▶ [Data supplied]

───

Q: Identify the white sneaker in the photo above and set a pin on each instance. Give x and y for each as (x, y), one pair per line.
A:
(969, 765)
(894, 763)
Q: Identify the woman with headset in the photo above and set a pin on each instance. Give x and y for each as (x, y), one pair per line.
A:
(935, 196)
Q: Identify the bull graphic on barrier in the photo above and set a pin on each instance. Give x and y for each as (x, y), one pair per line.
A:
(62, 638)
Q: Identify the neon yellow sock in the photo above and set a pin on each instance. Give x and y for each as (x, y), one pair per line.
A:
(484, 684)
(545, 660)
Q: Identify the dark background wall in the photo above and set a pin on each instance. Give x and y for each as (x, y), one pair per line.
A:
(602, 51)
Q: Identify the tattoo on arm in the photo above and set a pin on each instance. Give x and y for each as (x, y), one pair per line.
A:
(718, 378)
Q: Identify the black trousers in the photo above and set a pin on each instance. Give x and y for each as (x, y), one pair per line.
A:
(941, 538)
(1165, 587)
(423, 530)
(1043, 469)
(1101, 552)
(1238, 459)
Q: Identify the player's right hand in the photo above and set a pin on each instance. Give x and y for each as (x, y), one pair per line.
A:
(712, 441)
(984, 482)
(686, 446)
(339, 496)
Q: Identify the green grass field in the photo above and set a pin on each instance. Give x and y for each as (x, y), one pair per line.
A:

───

▶ [What this task involves] Reproduce exactly the lines from the one with "Q: Identify the neon" through the end of the entries above, both ends included.

▶ [Written answer]
Q: Identify the neon yellow sock in the photo above and set a pin on each instance. Give x and y for each as (x, y), one pair per line.
A:
(484, 684)
(545, 660)
Q: Identify the dark background wall in the photo above and set a pin on each instance. Give x and y for each as (x, y), one pair per line.
A:
(602, 51)
Q: Identify the tattoo on arm in the photo above and set a pin on each instance. Give x and y for each as (x, y), one pair per line.
A:
(718, 378)
Q: Identify the black trousers in the photo above and set a pin on each instance. Give x and y for each as (x, y), one pair per line.
A:
(941, 538)
(1165, 587)
(423, 530)
(1043, 469)
(1101, 552)
(1238, 459)
Q: Identify the player's right hand in the photo above and set a pin on each instance. Give x and y for each as (x, y), one pair per line.
A:
(712, 441)
(984, 482)
(686, 446)
(339, 496)
Q: Identify the green grass field in the photo above and set a pin on each instance. Give x and y for each as (x, y), one pair per line.
A:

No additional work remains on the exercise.